Dataset items:
.....

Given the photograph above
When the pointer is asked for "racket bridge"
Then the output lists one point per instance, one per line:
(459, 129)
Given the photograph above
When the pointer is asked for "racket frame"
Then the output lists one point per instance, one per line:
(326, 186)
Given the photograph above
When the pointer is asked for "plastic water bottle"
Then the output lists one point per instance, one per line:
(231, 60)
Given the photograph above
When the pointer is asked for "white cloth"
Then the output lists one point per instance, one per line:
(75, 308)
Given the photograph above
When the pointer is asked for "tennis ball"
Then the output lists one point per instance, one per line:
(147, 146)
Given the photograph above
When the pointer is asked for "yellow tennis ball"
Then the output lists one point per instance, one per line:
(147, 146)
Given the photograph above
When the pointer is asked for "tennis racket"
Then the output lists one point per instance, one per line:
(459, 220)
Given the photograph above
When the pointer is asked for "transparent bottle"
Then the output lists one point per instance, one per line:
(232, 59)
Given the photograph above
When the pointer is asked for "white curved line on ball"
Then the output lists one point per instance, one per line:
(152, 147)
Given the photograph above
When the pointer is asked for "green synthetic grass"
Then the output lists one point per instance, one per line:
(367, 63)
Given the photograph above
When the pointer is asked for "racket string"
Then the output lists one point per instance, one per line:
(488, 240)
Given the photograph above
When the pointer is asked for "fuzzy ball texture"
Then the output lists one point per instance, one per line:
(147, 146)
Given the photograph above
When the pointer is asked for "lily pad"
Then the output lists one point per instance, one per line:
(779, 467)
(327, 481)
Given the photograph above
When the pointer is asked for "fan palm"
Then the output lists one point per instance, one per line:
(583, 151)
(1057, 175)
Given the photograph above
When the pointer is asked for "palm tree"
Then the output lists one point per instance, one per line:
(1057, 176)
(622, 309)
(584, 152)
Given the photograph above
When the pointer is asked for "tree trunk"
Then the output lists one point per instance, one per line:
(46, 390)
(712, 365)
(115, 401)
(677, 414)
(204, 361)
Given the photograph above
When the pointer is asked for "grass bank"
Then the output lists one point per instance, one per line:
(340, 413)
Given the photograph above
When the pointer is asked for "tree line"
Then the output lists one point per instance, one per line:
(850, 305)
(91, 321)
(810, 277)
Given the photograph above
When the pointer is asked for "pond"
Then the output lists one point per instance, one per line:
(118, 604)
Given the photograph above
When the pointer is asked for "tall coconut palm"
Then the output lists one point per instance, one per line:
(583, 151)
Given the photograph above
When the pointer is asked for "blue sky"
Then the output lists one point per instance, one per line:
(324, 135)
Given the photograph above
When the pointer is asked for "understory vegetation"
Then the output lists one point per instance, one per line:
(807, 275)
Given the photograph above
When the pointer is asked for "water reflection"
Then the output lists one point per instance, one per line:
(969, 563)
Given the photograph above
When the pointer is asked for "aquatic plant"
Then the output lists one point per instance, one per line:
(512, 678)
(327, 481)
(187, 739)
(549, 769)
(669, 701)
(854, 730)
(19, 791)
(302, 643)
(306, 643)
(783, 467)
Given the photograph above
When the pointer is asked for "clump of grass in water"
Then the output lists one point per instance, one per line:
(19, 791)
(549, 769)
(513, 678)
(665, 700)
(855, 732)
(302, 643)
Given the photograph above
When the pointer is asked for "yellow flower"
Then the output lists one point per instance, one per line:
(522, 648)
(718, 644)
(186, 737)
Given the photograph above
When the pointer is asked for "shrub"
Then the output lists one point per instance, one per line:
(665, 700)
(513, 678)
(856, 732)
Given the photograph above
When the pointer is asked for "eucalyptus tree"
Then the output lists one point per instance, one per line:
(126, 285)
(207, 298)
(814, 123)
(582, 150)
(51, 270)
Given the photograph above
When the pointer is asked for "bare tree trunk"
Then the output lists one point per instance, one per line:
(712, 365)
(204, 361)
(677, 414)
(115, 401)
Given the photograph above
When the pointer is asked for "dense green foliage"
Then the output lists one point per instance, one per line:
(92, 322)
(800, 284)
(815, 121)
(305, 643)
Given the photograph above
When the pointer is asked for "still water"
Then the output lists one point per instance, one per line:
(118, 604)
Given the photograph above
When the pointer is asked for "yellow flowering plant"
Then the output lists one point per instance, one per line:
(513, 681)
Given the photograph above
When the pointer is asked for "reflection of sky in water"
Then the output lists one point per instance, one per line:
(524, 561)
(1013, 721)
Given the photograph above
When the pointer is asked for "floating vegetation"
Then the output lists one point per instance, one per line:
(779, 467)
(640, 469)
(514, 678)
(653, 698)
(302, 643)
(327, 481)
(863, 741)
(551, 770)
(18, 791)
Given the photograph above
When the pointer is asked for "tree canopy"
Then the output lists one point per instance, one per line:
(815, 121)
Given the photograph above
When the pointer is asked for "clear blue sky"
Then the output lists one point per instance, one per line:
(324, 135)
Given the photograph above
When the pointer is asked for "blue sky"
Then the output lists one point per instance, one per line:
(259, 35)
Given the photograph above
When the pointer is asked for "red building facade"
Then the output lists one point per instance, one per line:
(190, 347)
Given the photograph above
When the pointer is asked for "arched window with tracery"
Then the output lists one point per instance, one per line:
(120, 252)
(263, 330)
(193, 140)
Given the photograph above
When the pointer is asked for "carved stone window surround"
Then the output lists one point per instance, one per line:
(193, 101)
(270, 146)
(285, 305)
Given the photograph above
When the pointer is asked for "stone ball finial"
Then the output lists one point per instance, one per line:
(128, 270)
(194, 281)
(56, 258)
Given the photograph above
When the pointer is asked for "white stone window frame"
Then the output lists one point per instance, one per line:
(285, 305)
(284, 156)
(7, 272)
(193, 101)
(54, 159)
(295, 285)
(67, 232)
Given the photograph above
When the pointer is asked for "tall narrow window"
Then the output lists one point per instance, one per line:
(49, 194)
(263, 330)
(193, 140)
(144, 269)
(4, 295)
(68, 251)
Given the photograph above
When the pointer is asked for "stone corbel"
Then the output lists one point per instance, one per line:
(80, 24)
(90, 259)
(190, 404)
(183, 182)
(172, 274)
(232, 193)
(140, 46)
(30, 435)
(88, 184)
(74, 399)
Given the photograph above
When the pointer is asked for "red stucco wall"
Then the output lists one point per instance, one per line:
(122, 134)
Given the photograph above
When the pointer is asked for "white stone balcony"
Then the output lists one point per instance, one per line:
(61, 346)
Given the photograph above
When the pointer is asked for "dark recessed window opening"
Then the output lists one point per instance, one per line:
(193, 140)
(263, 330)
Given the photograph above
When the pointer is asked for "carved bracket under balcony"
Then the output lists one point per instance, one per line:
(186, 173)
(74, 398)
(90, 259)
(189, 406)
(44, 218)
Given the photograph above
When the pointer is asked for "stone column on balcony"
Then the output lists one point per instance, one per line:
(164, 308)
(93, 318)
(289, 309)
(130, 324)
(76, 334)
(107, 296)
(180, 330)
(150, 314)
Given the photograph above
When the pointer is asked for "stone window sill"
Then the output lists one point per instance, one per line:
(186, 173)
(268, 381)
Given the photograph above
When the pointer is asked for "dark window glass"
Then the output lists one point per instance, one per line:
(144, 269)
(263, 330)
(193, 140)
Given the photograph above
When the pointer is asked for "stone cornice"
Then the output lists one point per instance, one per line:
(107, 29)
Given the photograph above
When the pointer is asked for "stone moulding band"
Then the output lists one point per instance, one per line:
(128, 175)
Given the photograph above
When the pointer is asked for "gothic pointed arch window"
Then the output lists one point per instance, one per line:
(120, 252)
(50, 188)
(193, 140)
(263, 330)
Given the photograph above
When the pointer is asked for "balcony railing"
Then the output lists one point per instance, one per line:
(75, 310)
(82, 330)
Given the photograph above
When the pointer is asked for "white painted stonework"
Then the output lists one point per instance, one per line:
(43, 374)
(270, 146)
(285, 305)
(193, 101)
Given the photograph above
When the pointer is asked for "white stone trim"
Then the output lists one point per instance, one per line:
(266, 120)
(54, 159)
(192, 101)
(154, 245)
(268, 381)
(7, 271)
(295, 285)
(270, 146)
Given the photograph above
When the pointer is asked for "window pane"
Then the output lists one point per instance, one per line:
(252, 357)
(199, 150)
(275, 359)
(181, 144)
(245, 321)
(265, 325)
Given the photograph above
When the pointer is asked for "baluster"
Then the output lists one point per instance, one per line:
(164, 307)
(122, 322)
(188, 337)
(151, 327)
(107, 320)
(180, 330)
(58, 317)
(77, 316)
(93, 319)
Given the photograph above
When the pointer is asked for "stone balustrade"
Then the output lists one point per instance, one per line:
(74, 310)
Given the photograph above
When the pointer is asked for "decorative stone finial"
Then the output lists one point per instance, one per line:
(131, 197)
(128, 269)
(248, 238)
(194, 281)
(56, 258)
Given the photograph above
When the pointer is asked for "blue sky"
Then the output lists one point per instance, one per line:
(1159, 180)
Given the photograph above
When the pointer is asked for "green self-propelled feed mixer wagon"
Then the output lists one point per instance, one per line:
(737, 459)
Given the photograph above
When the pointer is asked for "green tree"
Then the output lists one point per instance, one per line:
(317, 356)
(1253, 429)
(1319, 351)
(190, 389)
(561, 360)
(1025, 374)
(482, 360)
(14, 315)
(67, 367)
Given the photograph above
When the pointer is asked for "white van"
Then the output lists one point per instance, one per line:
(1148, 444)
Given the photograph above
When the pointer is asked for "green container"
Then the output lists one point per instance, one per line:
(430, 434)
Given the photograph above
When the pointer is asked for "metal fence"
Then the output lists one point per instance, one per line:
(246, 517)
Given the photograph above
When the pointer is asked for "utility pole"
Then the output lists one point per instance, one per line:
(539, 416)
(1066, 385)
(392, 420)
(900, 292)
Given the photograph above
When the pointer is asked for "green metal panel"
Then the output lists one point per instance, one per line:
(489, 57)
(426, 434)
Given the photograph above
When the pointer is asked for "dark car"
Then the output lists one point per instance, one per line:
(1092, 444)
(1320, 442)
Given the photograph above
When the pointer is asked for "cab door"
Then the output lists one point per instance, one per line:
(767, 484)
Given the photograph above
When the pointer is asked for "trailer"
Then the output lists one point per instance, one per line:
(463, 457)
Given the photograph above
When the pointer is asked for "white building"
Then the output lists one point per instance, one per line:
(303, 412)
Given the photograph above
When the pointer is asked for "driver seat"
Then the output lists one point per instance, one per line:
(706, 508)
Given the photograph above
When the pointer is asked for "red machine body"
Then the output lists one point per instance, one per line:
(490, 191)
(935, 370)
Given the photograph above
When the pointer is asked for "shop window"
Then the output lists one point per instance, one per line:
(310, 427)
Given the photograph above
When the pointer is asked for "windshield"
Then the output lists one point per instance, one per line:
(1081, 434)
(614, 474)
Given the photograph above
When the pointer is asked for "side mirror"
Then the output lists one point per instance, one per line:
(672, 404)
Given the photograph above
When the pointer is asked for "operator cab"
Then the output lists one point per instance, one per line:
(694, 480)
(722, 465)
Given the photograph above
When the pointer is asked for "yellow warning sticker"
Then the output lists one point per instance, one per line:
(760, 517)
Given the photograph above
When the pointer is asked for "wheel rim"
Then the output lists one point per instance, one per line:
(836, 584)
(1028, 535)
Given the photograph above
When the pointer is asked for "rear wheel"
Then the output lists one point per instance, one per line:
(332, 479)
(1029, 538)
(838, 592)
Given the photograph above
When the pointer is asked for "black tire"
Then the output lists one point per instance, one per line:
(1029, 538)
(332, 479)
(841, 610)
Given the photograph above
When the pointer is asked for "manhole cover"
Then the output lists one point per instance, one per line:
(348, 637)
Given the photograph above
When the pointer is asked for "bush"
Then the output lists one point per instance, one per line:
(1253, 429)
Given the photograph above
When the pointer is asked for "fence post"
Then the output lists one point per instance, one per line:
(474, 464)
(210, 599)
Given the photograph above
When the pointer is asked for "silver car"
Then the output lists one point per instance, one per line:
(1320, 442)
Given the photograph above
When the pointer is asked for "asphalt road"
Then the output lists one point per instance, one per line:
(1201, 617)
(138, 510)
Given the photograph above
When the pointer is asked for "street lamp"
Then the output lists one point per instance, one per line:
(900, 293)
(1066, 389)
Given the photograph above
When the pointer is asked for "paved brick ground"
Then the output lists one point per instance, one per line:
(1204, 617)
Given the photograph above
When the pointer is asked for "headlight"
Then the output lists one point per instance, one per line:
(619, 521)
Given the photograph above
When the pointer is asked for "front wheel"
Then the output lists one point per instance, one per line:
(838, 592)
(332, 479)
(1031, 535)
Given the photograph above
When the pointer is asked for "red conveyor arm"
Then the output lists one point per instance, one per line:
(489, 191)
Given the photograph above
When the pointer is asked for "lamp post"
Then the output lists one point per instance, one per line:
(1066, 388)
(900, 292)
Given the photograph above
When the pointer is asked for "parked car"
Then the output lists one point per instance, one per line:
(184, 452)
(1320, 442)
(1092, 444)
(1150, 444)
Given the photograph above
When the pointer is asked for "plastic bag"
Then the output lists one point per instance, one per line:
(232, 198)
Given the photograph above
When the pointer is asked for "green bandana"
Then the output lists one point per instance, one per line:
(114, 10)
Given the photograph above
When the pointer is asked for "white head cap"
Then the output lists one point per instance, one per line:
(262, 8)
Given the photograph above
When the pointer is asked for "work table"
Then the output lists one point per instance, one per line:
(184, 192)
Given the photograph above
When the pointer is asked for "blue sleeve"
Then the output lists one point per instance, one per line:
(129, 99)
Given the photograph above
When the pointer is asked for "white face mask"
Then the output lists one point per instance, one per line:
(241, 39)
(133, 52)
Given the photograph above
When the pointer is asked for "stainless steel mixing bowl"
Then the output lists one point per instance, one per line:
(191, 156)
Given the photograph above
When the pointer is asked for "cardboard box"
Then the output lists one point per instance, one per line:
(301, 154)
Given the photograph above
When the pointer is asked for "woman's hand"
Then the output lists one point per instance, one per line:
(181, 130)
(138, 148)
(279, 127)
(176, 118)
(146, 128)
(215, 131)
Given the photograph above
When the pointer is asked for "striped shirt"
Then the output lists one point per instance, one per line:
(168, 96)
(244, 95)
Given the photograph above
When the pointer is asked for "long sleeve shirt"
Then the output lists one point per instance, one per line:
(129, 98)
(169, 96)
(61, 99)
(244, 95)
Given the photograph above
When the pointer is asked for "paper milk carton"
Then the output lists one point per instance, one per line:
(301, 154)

.....

To do => Using the data above, return every line that contains the string "water".

Solution =>
When the pointer is asked for "plastic water bottle"
When the pointer is asked for "water reflection"
When the pointer is asked for "clump of grass in water"
When the pointer is asked for "still water"
When the pointer is asked for "reflection of sky in water"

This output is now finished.